INFORMATION GIVEN -

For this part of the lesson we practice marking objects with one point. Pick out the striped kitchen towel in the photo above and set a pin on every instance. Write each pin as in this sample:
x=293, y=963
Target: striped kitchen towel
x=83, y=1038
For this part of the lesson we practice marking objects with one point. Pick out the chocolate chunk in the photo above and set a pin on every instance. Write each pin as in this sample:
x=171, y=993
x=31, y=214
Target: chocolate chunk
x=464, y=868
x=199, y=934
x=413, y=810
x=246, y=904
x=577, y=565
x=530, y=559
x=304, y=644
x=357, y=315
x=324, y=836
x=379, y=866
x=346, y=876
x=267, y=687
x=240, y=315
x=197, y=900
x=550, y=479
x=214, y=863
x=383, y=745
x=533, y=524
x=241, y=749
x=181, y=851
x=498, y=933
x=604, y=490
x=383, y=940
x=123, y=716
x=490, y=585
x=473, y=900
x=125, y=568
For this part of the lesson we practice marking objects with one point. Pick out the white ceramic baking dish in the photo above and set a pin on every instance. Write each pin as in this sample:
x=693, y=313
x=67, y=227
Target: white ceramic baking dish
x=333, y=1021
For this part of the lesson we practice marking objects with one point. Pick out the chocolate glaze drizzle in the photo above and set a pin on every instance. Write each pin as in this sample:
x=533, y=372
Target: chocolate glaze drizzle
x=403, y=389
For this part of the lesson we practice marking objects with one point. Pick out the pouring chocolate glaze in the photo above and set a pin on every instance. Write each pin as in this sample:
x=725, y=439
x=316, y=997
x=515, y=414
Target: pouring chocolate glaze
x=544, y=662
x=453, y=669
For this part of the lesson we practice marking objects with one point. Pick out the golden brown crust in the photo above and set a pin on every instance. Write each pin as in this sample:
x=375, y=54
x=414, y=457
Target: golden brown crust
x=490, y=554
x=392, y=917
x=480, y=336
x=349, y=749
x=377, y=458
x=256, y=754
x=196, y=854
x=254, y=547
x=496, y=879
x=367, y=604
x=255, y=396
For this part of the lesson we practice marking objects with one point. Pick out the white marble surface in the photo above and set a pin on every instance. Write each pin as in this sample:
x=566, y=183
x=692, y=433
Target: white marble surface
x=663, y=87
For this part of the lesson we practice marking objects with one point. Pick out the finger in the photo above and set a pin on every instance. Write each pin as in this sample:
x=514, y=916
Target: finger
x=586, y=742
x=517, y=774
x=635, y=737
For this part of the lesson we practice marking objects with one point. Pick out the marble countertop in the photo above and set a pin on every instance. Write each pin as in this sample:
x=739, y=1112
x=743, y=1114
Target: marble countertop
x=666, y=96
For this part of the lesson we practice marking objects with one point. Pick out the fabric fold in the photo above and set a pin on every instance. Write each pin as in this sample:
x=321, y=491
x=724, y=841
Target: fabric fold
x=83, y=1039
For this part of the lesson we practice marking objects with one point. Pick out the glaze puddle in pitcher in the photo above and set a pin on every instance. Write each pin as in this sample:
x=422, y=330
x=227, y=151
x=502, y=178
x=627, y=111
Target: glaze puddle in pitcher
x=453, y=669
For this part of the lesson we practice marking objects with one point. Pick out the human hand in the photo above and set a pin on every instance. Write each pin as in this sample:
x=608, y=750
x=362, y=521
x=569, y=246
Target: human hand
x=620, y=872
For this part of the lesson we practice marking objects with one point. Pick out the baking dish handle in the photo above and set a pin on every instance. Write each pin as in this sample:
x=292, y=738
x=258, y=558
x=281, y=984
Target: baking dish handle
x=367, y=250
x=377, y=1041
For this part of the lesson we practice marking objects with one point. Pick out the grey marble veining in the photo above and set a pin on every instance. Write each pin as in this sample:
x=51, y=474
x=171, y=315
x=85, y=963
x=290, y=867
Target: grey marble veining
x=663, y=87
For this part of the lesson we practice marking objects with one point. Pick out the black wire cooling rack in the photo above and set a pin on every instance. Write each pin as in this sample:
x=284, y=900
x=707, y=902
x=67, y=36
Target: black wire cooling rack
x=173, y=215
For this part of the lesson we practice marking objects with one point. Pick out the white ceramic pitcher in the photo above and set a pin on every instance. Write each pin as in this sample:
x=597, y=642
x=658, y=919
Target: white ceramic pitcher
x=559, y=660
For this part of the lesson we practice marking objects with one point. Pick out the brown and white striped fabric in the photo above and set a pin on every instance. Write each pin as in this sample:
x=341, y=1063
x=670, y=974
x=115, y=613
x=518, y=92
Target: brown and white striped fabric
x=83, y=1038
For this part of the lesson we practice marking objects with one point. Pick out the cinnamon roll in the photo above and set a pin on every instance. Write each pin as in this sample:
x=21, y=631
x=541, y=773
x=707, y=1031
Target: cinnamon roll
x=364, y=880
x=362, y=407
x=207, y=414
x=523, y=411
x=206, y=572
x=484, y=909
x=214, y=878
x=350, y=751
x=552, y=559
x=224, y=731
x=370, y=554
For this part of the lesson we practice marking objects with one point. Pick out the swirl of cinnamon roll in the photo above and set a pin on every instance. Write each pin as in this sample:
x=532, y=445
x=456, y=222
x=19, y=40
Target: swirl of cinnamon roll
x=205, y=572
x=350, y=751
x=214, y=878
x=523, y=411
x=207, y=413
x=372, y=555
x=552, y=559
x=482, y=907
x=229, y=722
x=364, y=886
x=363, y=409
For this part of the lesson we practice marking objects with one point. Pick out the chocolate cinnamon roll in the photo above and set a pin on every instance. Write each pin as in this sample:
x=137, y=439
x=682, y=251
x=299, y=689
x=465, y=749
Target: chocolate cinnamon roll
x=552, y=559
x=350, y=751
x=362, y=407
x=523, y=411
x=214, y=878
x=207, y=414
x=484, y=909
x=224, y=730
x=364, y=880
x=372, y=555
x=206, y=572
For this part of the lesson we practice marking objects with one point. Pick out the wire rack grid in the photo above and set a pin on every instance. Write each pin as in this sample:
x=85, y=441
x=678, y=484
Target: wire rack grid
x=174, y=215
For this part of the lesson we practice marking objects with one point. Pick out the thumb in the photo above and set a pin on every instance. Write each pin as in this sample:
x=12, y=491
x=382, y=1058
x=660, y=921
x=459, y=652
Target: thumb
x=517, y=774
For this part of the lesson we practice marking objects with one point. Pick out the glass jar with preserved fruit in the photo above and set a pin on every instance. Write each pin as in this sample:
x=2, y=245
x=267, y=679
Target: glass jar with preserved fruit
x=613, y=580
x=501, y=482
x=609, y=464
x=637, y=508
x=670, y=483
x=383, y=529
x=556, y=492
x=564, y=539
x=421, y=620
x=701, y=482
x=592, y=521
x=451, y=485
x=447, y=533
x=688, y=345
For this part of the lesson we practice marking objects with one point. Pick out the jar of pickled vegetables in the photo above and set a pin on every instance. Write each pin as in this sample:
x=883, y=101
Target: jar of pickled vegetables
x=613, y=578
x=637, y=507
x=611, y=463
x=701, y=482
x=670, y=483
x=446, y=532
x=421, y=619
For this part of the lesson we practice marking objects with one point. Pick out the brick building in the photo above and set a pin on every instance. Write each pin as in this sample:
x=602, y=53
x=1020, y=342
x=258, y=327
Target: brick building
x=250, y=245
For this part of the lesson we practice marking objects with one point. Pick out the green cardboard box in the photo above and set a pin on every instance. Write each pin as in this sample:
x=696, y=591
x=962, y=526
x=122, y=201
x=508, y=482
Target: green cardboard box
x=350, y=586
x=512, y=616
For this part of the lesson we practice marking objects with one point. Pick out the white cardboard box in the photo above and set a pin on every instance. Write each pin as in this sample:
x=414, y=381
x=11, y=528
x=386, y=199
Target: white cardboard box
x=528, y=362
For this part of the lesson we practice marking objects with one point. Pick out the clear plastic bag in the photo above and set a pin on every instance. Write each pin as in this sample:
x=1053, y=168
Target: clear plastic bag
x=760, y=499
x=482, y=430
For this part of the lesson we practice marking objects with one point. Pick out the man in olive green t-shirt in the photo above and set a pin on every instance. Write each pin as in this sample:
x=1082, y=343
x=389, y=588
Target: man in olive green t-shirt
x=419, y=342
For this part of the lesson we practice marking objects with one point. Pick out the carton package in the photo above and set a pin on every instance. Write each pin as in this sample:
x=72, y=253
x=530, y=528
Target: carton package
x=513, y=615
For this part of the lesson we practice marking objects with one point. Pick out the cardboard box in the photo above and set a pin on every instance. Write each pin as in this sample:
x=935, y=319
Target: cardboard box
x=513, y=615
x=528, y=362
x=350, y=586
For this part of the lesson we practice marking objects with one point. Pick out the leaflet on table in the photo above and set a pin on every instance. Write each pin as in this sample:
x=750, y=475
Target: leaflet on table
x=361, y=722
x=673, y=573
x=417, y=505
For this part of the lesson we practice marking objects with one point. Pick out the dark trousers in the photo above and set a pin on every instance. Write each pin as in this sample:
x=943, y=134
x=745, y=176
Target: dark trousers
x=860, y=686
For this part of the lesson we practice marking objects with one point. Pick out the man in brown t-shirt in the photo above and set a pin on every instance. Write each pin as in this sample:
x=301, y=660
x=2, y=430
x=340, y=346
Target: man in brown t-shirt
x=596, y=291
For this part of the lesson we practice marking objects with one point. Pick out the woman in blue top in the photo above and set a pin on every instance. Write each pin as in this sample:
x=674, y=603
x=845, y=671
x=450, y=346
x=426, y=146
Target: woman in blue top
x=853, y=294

DIRECTION - Can you put everything in the listing from the line containing "out the human" down to the line containing "x=173, y=215", both included, into a JSON list of strings with one string per line and no blank lines?

FINAL RESULT -
[
  "For this part of the lesson we practice marking objects with one point. Pick out the human hand in the photo above and set a pin on every instance. Write each pin as in this sample:",
  "x=608, y=750",
  "x=362, y=521",
  "x=569, y=246",
  "Target: human hand",
  "x=620, y=872",
  "For this part of the lesson we practice marking objects with one point. Pick out the baking dish handle in the photo above and set a pin on every instance. Write each pin as in this sample:",
  "x=292, y=738",
  "x=258, y=558",
  "x=281, y=984",
  "Target: baking dish handle",
  "x=367, y=250",
  "x=377, y=1041",
  "For this part of the lesson we practice marking objects with one point. Pick out the grey marble veining in the photo above and set a pin on every instance. Write each pin as in this sample:",
  "x=51, y=474",
  "x=171, y=315",
  "x=85, y=963",
  "x=290, y=867",
  "Target: grey marble veining",
  "x=663, y=87",
  "For this part of the lesson we practice marking objects with one point. Pick out the black wire cooling rack in the photo above and set a pin on every instance. Write each pin as in this sample:",
  "x=284, y=900",
  "x=707, y=902",
  "x=67, y=36",
  "Target: black wire cooling rack",
  "x=173, y=215"
]